Work item: After locating "Note to the class: identify the forest canopy" in the listing below, copy that line and each one after it exactly, ending with the line that has "Note to the class: identify the white".

Listed entries:
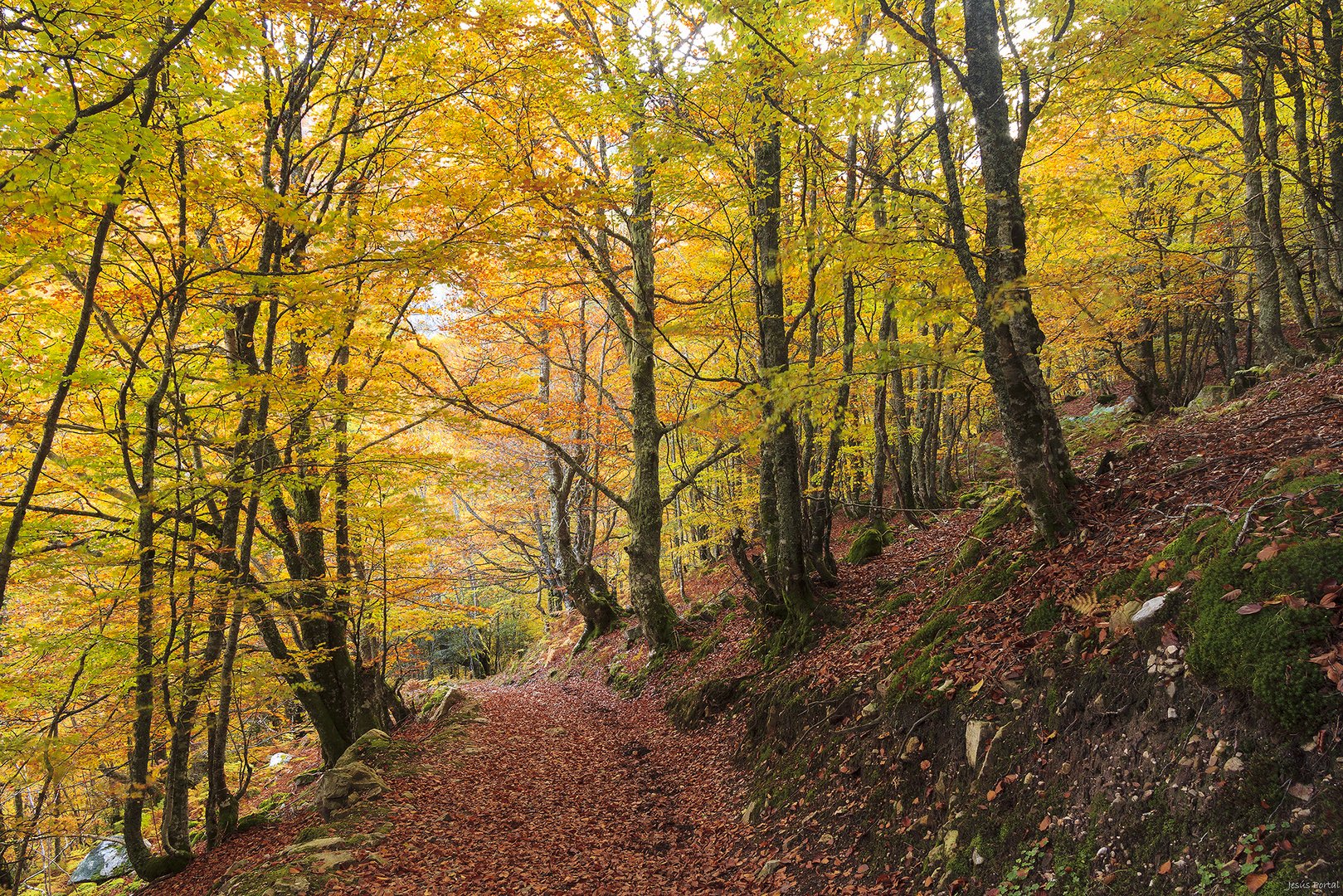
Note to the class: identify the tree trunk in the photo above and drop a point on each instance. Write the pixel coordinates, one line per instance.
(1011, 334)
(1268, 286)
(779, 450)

...

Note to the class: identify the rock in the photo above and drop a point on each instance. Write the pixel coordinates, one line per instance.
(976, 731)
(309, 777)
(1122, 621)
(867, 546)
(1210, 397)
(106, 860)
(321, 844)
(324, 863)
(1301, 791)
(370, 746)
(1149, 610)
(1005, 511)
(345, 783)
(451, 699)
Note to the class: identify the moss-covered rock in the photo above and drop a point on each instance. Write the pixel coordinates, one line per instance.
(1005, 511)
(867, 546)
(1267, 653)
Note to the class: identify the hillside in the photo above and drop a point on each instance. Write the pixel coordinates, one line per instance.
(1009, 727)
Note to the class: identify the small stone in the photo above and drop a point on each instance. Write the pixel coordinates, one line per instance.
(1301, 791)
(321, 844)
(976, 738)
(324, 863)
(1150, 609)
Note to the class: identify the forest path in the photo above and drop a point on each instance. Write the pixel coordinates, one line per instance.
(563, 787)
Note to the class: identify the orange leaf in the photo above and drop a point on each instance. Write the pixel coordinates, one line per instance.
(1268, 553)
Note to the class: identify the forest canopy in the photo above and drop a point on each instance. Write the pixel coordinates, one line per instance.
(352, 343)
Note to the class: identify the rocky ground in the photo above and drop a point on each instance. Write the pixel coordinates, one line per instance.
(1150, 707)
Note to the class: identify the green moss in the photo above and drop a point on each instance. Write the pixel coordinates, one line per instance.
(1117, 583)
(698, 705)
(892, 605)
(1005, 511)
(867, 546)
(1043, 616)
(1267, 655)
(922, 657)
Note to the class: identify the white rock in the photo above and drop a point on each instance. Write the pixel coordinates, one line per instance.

==

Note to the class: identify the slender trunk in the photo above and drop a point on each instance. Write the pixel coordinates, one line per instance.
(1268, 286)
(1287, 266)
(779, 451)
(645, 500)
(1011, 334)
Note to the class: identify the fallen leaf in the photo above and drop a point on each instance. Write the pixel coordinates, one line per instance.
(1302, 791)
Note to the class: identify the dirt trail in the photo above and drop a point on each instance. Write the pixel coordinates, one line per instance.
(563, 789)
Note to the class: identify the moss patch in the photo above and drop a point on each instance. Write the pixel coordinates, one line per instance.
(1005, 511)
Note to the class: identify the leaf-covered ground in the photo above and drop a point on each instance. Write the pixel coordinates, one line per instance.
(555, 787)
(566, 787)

Final answer:
Note to the class: identify the forest canopy in the photo above and drop a point on each instance. Write the pixel coordinates, one line per instance.
(352, 343)
Note to the class: identify the rocky ground in the photo above and drop a point on each instance. Write the pixel coordinates, one line per instance.
(1150, 707)
Note to the class: identify the green moss in the photo above and drop a point on each instance. Write the pixel coordinates, one line per instance.
(1117, 583)
(698, 705)
(892, 605)
(1005, 511)
(867, 546)
(1043, 616)
(1267, 655)
(922, 657)
Note to the class: identify the white rock in the photo above and drop a point on each instance. Write the pixel coordinates, one line per instance.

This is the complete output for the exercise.